Ich habe die 14 Tage Testversion genutzt und bin vollends zufrieden und will nun die Demo in eine Vollversion umwandeln. 
Nur leider bin ich anscheinend zu dumm und den Button zu finden der meinen Account zu einer Vollversion wandelt. Könnt mir da jeamdn sagen wo er ist und/Oder mir einen Screenshot mit ihm geben....

MfG, der sich für dumm haltende, XXi.


----------



## -Gurth- (21. Juli 2009)

also soweit ich weiss hast du bei der testversion ne andere version..also 1.28 oder sowas und nich 2.02(oder 2.03...ka^^)
im notfall empfehl ich dir einfach das spiel neu zu installieren und wenn du dir das add on noch kaufst musst du ja nicht soooviel patchen 


			Dieser Inhalt steht nur eingeloggten Mitgliedern zur Verfügung.

[Einträge des Datensatzes]
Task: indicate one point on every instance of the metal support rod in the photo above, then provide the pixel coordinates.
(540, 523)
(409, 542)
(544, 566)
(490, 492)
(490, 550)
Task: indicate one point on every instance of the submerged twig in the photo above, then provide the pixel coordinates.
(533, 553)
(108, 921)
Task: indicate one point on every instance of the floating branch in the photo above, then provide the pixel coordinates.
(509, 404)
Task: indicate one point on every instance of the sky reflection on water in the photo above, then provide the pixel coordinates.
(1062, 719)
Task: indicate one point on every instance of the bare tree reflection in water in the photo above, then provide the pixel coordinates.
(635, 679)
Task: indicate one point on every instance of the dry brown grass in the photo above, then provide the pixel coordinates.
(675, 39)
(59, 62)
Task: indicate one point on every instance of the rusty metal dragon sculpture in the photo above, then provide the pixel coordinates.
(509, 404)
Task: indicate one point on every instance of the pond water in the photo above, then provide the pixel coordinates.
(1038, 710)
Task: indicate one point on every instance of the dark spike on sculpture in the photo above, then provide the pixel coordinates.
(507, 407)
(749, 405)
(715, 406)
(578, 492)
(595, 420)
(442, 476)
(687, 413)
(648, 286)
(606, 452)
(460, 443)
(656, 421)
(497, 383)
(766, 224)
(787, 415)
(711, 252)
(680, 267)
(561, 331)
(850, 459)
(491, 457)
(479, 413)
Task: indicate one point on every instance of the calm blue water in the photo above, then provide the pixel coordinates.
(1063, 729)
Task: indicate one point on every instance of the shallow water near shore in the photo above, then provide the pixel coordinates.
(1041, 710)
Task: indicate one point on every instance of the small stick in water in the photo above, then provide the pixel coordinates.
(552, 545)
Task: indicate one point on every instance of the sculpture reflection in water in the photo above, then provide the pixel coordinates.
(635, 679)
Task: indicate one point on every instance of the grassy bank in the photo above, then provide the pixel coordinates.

== ARBEITSAUFTRAG 1 ==
Beantworte anhand des Textauszugs diese Fragen:
(a) Wie lange wurde laut der ersten Nachricht die Testversion genutzt?
(b) Welche ungefähre Versionsnummer hat die Testversion nach Aussage von -Gurth-?
(c) Was empfiehlt -Gurth- für den Notfall?
== ARBEITSAUFTRAG 2 ==
Gib aus dem Textauszug den Abschnitt von "Ich habe die" bis einschließlich "mit ihm geben...." wortgetreu wieder.
Die Zeilen haben mit dem Textauszug nichts zu tun.

== LÖSUNG 1 ==
(a) 14 Tage.
(b) 1.28 oder so etwas.
(c) Das Spiel einfach neu zu installieren.

== LÖSUNG 2 ==
Ich habe die 14 Tage Testversion genutzt und bin vollends zufrieden und will nun die Demo in eine Vollversion umwandeln. 
Nur leider bin ich anscheinend zu dumm und den Button zu finden der meinen Account zu einer Vollversion wandelt. Könnt mir da jeamdn sagen wo er ist und/Oder mir einen Screenshot mit ihm geben....